[Collected data entries]
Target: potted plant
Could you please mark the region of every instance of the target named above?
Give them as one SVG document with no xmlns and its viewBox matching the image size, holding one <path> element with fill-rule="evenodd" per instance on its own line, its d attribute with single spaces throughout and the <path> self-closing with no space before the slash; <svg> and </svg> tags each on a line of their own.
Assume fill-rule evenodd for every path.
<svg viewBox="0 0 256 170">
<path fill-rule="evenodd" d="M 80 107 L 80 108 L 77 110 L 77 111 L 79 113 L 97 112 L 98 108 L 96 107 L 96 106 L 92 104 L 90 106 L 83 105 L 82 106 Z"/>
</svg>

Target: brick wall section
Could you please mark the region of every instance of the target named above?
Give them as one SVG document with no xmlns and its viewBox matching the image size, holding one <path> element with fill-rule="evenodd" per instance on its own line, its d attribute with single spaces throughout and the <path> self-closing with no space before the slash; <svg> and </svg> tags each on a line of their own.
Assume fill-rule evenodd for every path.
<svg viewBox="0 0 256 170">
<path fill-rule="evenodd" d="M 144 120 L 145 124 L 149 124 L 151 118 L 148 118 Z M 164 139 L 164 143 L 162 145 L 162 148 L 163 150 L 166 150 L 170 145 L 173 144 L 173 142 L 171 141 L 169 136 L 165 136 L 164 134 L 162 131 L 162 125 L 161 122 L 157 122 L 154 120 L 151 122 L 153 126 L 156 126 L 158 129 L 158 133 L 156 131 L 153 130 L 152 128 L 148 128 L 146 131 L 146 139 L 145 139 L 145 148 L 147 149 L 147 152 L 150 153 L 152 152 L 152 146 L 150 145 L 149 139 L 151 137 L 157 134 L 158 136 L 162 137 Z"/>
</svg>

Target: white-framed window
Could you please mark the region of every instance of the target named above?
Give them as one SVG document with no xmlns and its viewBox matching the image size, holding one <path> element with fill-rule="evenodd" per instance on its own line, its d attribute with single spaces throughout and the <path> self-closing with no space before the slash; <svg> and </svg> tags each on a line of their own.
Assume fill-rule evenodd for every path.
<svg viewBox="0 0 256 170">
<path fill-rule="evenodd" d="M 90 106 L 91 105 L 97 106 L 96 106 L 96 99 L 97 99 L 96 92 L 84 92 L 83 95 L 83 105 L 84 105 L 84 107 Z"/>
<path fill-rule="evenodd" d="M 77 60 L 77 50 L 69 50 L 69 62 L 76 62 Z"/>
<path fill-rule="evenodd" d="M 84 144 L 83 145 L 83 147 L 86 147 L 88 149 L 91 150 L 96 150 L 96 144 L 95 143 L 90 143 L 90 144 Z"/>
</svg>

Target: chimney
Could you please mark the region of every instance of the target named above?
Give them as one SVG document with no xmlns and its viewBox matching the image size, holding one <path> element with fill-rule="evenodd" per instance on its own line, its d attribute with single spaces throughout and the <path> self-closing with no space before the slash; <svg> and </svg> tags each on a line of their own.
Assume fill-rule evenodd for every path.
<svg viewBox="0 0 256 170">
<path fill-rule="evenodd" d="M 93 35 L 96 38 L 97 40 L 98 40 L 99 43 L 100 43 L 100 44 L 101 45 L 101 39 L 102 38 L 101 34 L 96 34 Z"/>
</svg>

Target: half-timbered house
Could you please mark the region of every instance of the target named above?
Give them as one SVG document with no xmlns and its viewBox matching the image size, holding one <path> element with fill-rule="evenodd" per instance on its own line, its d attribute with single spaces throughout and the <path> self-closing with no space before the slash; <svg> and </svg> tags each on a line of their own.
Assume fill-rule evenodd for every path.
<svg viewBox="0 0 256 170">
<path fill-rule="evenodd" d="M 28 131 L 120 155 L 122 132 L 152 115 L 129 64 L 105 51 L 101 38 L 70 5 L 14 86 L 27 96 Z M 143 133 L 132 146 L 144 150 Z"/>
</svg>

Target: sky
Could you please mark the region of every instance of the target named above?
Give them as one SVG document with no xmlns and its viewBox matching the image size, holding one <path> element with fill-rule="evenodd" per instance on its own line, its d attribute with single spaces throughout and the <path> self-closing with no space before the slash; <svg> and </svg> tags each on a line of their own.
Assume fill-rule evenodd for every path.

**TASK BRIEF:**
Retype the material from the line containing "Target: half-timbered house" through its final line, both included, changing nothing.

**RESULT OF THIS TASK:**
Target: half-timbered house
Could you please mark the region of every instance of the target named above?
Give them as one SVG document with no xmlns and its viewBox matching the image size, holding one <path> element with fill-rule="evenodd" per instance on its own line, its d attribute with single spaces throughout and the <path> self-closing with no space before the slash; <svg> and </svg> tags each on a line of their own.
Assume fill-rule evenodd for every path.
<svg viewBox="0 0 256 170">
<path fill-rule="evenodd" d="M 28 131 L 120 155 L 122 132 L 152 115 L 129 64 L 105 51 L 101 38 L 70 5 L 14 86 L 27 96 Z M 143 133 L 132 146 L 144 150 Z"/>
</svg>

Target: sky
Could you please mark the region of every instance of the target named above?
Give them as one SVG document with no xmlns and its viewBox matching the image size, holding one <path> element with fill-rule="evenodd" per instance on its own line, its d attribute with single spaces throughout and the <path> self-closing with no space before the slash; <svg> and </svg> tags each on a line of their own.
Assume fill-rule evenodd for every path.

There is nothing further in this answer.